▶ [The exercise]: Below are some records: retype them all exactly, but not the pictures.

▶ [Given records]:
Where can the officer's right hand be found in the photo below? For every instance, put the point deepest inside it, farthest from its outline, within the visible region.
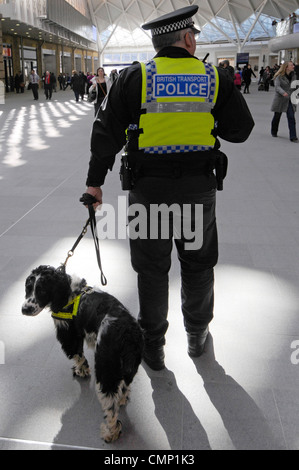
(97, 193)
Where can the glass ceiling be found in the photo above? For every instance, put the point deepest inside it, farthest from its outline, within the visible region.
(117, 37)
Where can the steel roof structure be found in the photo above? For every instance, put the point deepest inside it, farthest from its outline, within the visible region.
(233, 21)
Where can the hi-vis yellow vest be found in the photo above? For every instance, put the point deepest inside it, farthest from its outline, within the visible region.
(176, 105)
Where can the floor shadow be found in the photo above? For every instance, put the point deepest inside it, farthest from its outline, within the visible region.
(245, 423)
(175, 414)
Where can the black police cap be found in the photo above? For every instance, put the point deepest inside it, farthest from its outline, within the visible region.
(174, 21)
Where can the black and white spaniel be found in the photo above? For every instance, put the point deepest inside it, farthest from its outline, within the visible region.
(83, 313)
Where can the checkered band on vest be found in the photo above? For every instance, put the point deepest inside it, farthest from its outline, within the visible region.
(151, 70)
(176, 149)
(169, 28)
(211, 71)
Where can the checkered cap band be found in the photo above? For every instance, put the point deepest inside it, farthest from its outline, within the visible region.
(169, 28)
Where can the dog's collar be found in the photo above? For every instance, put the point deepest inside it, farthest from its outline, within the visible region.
(69, 311)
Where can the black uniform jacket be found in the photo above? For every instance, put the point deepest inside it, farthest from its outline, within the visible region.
(122, 107)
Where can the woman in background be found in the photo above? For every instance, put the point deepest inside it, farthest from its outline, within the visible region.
(282, 103)
(101, 84)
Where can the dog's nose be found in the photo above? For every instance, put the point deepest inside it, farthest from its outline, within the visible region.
(28, 309)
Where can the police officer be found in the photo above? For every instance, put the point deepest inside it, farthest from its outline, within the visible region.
(169, 113)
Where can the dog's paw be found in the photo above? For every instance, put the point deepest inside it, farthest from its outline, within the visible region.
(81, 370)
(111, 434)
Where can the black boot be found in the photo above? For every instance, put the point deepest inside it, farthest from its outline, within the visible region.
(154, 357)
(196, 342)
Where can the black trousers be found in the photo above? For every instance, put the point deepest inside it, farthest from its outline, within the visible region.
(48, 91)
(151, 256)
(34, 88)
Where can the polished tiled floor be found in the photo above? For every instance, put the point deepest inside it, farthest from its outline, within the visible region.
(243, 392)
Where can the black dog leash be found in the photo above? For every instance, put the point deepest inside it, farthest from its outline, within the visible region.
(89, 200)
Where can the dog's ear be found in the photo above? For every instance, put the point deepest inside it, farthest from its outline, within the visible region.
(61, 291)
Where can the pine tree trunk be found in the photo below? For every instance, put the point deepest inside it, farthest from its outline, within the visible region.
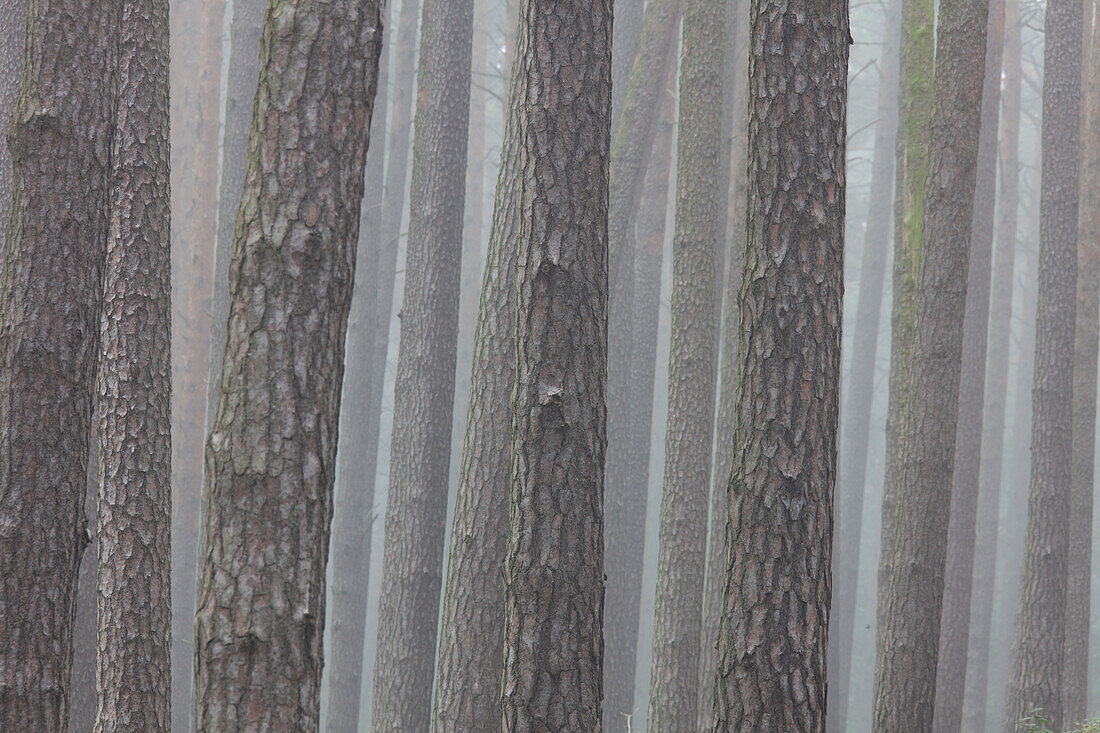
(1086, 342)
(272, 452)
(779, 526)
(692, 372)
(133, 665)
(59, 140)
(352, 518)
(416, 505)
(955, 617)
(1037, 668)
(553, 570)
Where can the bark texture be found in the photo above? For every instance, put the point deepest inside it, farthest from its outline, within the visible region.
(133, 665)
(416, 505)
(772, 639)
(692, 372)
(955, 616)
(59, 140)
(272, 452)
(553, 570)
(1041, 623)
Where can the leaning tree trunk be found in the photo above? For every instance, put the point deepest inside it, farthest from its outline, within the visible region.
(272, 451)
(416, 505)
(553, 569)
(780, 517)
(955, 617)
(692, 372)
(1086, 342)
(1037, 665)
(59, 140)
(133, 677)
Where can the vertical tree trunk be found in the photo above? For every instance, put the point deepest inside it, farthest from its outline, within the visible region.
(133, 665)
(272, 452)
(1086, 341)
(195, 79)
(997, 384)
(774, 617)
(352, 518)
(416, 505)
(59, 141)
(553, 570)
(955, 617)
(692, 372)
(1041, 623)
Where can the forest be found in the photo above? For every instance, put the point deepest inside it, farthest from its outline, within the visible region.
(537, 365)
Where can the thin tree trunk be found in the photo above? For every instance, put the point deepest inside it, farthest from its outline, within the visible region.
(856, 431)
(955, 617)
(692, 372)
(997, 385)
(1040, 635)
(133, 665)
(416, 505)
(1086, 342)
(59, 138)
(553, 569)
(779, 526)
(272, 452)
(352, 518)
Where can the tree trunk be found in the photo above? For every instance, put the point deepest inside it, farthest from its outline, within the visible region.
(272, 451)
(133, 665)
(1041, 623)
(195, 78)
(955, 617)
(353, 518)
(553, 569)
(997, 385)
(59, 141)
(779, 526)
(692, 372)
(416, 505)
(1086, 341)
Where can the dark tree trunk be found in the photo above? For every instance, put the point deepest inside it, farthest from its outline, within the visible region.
(856, 433)
(955, 617)
(133, 666)
(779, 528)
(272, 452)
(416, 505)
(1040, 635)
(59, 140)
(692, 372)
(553, 570)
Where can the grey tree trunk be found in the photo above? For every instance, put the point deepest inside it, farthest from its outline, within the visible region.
(553, 569)
(59, 140)
(779, 524)
(272, 452)
(133, 664)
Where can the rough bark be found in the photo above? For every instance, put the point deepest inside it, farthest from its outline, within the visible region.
(59, 140)
(416, 505)
(195, 78)
(772, 638)
(468, 686)
(1040, 635)
(272, 452)
(855, 436)
(692, 372)
(1086, 341)
(133, 665)
(553, 567)
(353, 518)
(955, 617)
(997, 384)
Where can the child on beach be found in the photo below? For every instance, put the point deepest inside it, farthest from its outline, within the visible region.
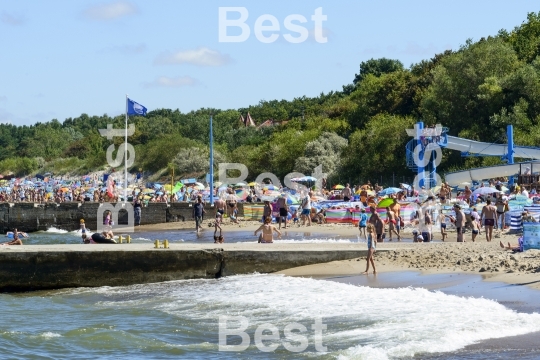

▶ [Task output]:
Where can the officer's right hand be found in the photo below? For every instance, put the point deepest inside it, farthest from its outline, within the visible region.
(97, 193)
Where can the glass ceiling be found in the photo above? For every instance, put the point deepest inside it, farthest from its outline, within the visible region.
(117, 37)
Where can the steel roof structure be found in the photo above? For every instance, put the point deepest inside it, farthest from its outline, within the visible region.
(233, 21)
Where can the hi-vis yellow vest be found in the photo above? For every instance, put the point deepest inside it, farthest from its outline, within the visible region.
(176, 105)
Where can the floor shadow be found in the photo above? For every instance, put the point deepest inside it, farthest from its outline, within the visible region.
(245, 423)
(175, 414)
Where can the black police cap be found in the photo above? For every instance, put the point deepest inside it, farthest from its outline, within the visible region.
(174, 21)
Where can the black and white spaniel be found in the photo above? For every instance, put the point deepest inside it, farthest from its outline, within the visible region.
(83, 313)
Where can the checkered band on vest be found in the photo above? For every instance, put the point deepest inside it, farthest from its outline, within the visible region.
(151, 70)
(176, 149)
(169, 28)
(211, 71)
Where can the checkered cap band be found in the photo above? For every instance, put the point deepest inside it, farthest from its outline, within the visible region.
(169, 28)
Where can the dog's collar be found in the photo above? For every instance, put the point deepest inside it, farthest from its outline, within the visible region.
(69, 311)
Where can the black uniform jacket be found in the photo above? For every instance, put the point deepest inside it, farthest from its outline, within the visible region.
(122, 107)
Where can the woman in background be found in the photo above? For every instance, put the point deepest inside it, farthest from its outline, within the visible region.
(282, 103)
(101, 84)
Where can the dog's nose be found in the photo above? For every instance, put the point deepest inside it, farthest from its outline, within the visible region.
(28, 309)
Where can the police officer be found in the photo above? For every instance, put the point deepest inside it, farthest from its outline, within the visible region.
(169, 113)
Where can the dog's paw be found in the photo above? For every instance, put the point deepest inside it, farthest from its outline, within the visible region.
(81, 370)
(111, 434)
Where can the black boot be found in the photo above? For every instance, put the point deepest inside it, farthest from its outline, within the visible region.
(154, 357)
(196, 342)
Where can the black trousers be found in the photo above? For every instance, put the point deepest inside it, farthest from its outline, within the visible region.
(48, 91)
(151, 256)
(34, 88)
Where can the polished tiled floor be found in the photo above? For every instance, put the point deepest inside it, farthest from its outline, within the visible region.
(243, 392)
Where can the black dog leash be found in the photo above? For every instance, put the point deepest inside it, farthest from its outline, within the visible region.
(89, 200)
Where can the dog's ear be found in the photo above? For every instance, put the point deepest inside it, farthest from its outline, within the visible region.
(61, 291)
Where can the pine tree trunk be found in the photo below? For every instance, put the point deepest inside it, farthest from its outline, within the visible region.
(1086, 342)
(272, 452)
(779, 526)
(692, 372)
(133, 665)
(59, 140)
(352, 518)
(416, 505)
(955, 617)
(1037, 668)
(553, 570)
Where can the bark texture be found in the photo above? For every instance, put the point deepest inside it, farthest from its outline, within the visible region.
(133, 665)
(416, 505)
(772, 639)
(692, 372)
(955, 616)
(59, 140)
(272, 452)
(553, 570)
(1041, 623)
Where can the leaning tree trunk be found in the photo above? For every instance, put the point deepest inside it, farthest from its outline, within the visible region.
(272, 451)
(416, 505)
(553, 569)
(780, 517)
(955, 617)
(692, 372)
(1086, 342)
(1037, 665)
(59, 140)
(133, 677)
Where can the vertical tree trunk be found in the photo above? For every instance, put the point deepest inside it, farthest from its outline, within the visible region.
(133, 665)
(272, 452)
(1086, 341)
(195, 79)
(997, 384)
(774, 617)
(352, 518)
(416, 505)
(59, 141)
(553, 570)
(955, 617)
(692, 372)
(1041, 623)
Where can the forest be found in the photo above? For every instance, put the point deepest inside it, farthest from its outline, within the visible region.
(537, 365)
Where can the thin tree trunk be found in the photo above? For every instance, put the point deepest inside it, farthest from its outline, within the visible region.
(856, 431)
(955, 617)
(692, 372)
(997, 385)
(1040, 635)
(133, 665)
(416, 505)
(1086, 342)
(59, 138)
(553, 569)
(779, 526)
(272, 452)
(352, 518)
Where can the tree trunk be found in the photo above? For every instance, put the point deepest inside it, farthest from its outline, within the visible region.
(272, 451)
(133, 665)
(1041, 623)
(195, 78)
(955, 617)
(353, 518)
(553, 569)
(997, 385)
(59, 141)
(779, 526)
(692, 372)
(416, 505)
(1086, 341)
Where can the dark tree trunk be found in the photo above? For every instance, put the point deepest inside it, farthest from its outline, within the visible region.
(856, 433)
(955, 617)
(133, 666)
(779, 528)
(272, 452)
(416, 505)
(1040, 635)
(59, 140)
(692, 372)
(553, 570)
Where can the grey tree trunk be found in the photo above? For every instance, put the point deepest inside it, farthest from its outline, within the visible region.
(553, 569)
(59, 140)
(779, 524)
(272, 452)
(133, 664)
Where can the rough bark be found in the photo above? For every instance, put the point deepest inside it, farthest from its outline, within the visible region.
(59, 140)
(416, 505)
(195, 78)
(772, 638)
(468, 686)
(1040, 635)
(272, 452)
(855, 436)
(692, 372)
(1086, 341)
(133, 665)
(553, 567)
(353, 518)
(955, 617)
(997, 384)
Where can the child on beach be found in the photo below? For every instance, put the point deepest inside it, farthest from its outline, within the visible region.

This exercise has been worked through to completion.